■ **DIRECTIONS**
Print the data below exactly, but only the lines from the one containing "Query: tulle skirt" down to the one containing "form [679, 541].", inclusive.

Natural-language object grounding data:
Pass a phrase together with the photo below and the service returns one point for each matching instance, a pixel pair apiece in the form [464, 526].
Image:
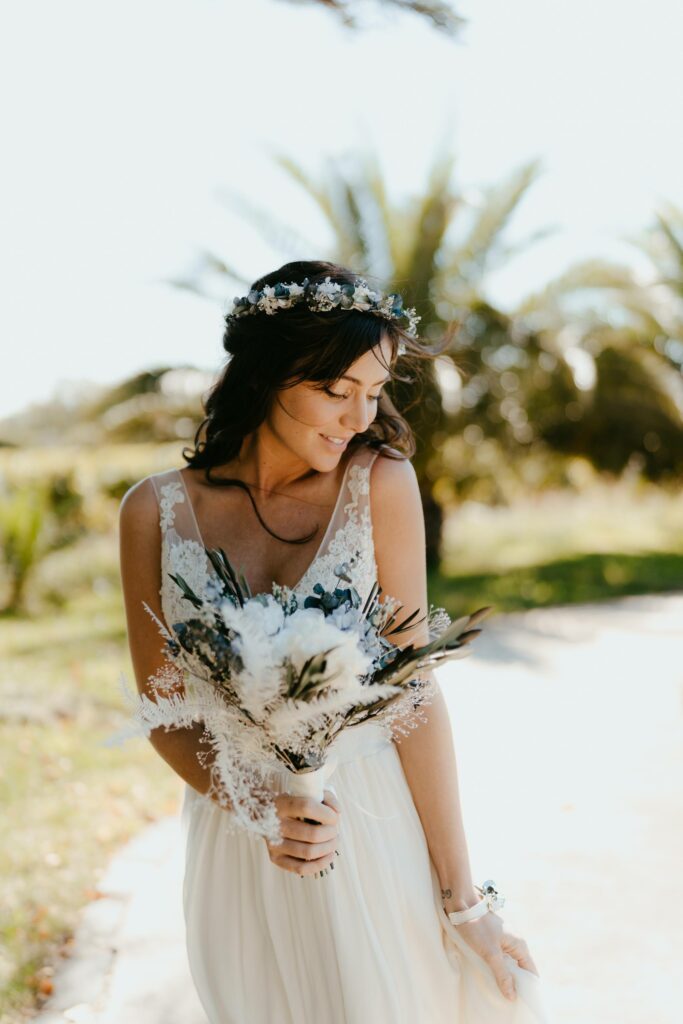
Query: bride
[303, 462]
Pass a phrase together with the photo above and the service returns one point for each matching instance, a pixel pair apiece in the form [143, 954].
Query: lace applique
[170, 495]
[352, 543]
[185, 558]
[358, 483]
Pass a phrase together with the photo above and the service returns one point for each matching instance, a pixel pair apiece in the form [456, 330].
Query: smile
[337, 441]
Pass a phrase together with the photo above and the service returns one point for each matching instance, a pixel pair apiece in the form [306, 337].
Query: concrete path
[566, 724]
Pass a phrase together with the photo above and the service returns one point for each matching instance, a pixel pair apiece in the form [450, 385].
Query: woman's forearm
[428, 759]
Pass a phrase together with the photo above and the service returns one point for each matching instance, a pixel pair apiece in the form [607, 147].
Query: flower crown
[324, 296]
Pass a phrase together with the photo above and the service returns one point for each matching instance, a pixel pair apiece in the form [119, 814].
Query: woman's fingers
[305, 867]
[517, 948]
[503, 975]
[305, 833]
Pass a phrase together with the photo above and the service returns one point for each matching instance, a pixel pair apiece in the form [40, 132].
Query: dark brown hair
[272, 352]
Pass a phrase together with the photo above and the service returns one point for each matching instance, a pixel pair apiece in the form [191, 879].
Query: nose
[358, 417]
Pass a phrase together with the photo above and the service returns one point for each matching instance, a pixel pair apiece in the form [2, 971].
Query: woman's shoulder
[392, 474]
[140, 503]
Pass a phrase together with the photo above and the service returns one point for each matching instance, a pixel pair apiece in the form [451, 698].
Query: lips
[337, 444]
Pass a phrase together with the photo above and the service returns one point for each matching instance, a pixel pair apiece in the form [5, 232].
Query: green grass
[68, 802]
[567, 581]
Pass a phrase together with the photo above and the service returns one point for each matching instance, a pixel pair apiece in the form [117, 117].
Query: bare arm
[139, 546]
[427, 754]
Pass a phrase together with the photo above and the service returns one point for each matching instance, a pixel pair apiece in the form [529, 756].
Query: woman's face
[310, 422]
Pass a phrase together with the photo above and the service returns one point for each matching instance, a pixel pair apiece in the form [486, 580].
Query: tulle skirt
[368, 943]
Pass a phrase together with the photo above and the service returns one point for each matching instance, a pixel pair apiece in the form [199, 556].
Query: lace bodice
[347, 539]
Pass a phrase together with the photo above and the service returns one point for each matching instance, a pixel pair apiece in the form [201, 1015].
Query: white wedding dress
[368, 943]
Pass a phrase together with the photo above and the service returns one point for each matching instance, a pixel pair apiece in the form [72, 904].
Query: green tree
[435, 249]
[621, 332]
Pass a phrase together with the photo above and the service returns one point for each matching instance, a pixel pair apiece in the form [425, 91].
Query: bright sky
[124, 121]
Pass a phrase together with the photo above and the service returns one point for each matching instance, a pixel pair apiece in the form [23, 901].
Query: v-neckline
[319, 548]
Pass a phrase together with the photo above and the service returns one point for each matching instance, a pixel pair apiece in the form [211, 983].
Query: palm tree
[434, 249]
[622, 334]
[440, 14]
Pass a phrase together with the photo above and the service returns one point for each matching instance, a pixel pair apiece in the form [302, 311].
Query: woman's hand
[306, 848]
[486, 937]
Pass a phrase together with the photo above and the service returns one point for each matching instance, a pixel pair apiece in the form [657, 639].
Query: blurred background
[511, 168]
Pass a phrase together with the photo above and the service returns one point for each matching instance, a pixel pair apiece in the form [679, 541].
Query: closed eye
[333, 394]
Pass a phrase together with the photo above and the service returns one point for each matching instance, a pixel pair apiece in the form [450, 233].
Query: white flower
[268, 303]
[307, 633]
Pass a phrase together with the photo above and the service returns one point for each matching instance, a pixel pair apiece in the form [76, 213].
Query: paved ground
[566, 723]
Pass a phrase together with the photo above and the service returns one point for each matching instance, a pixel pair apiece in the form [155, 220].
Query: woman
[301, 462]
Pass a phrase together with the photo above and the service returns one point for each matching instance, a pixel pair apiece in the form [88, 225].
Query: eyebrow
[384, 379]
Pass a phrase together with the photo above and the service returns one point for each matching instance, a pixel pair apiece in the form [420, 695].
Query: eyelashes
[333, 394]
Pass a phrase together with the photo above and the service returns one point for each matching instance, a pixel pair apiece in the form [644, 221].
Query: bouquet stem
[311, 783]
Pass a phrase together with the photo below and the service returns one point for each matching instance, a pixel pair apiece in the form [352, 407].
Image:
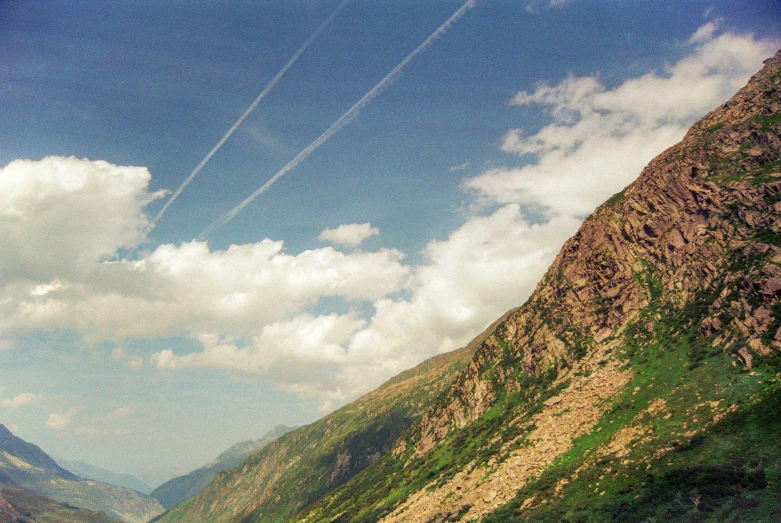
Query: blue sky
[432, 212]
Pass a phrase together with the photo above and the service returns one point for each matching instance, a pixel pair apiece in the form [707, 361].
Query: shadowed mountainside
[302, 466]
[178, 489]
[640, 381]
[25, 466]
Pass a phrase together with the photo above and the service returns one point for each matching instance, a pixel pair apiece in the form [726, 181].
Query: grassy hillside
[302, 466]
[178, 489]
[641, 380]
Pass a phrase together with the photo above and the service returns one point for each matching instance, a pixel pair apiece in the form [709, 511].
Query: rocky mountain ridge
[648, 356]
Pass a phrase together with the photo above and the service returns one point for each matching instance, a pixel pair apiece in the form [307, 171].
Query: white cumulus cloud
[60, 420]
[257, 311]
[25, 398]
[601, 138]
[351, 234]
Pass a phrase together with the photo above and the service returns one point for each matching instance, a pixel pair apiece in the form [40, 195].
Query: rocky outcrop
[657, 321]
[710, 201]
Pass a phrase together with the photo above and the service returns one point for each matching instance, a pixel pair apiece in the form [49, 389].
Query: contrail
[340, 123]
[244, 116]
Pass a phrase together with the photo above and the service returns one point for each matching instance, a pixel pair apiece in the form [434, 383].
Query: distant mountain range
[88, 471]
[25, 466]
[173, 492]
[308, 463]
[21, 506]
[640, 382]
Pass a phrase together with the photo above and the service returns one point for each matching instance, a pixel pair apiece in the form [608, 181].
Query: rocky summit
[640, 381]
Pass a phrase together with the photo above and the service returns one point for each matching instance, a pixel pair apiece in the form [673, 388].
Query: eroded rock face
[686, 228]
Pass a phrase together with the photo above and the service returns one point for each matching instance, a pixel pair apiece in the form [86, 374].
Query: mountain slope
[25, 466]
[86, 471]
[303, 465]
[21, 506]
[173, 492]
[641, 379]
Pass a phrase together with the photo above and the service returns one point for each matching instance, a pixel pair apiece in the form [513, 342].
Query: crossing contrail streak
[340, 123]
[244, 116]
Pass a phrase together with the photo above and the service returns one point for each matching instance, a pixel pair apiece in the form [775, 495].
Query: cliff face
[654, 331]
[302, 466]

■ **SOLUTION TO THIS PROBLEM**
Query: tulle skirt
[368, 943]
Pass a phrase together with the photo above and the service returns one point for each matching instance, a pixel pair apiece in the form [199, 556].
Query: lace bodice
[347, 539]
Pass a phrase together with the photo above and the service returns one point for each matching instance, a pixel pair apiece in the form [201, 1015].
Query: white wedding dress
[368, 943]
Pass a phrase together with the photo above and the service returns one point for each matching instance, a pixel pair apiece in the form [72, 904].
Query: green tree
[435, 249]
[621, 332]
Pass a phrase together with the photo above and the service returns one point for each matching instance, a pixel pair apiece in the form [425, 91].
Query: bright sky
[124, 121]
Pass a phrase together with the photo above and the service returns one point for each matching instance, a pixel pair apiece in the form [23, 901].
Query: v-neckline
[319, 548]
Pass a phrase together with the photo above and the service returns one point for each matching instance, a pixel pair apiece in the form [211, 983].
Query: palm tree
[434, 249]
[622, 334]
[440, 14]
Pass a phrase together with the photo above and the service returns one point for each matching instance, a pixel pair apiece in the form [302, 311].
Query: woman's hand
[306, 848]
[486, 937]
Pass a phrase together with the photo above and the service returns one point for each matching instance, a pixel pair apiece in the form [657, 639].
Query: blurred background
[511, 168]
Pass a phrase together with the photo above and the service returns one point for each matching instance, a pixel pair apiece in the form [679, 541].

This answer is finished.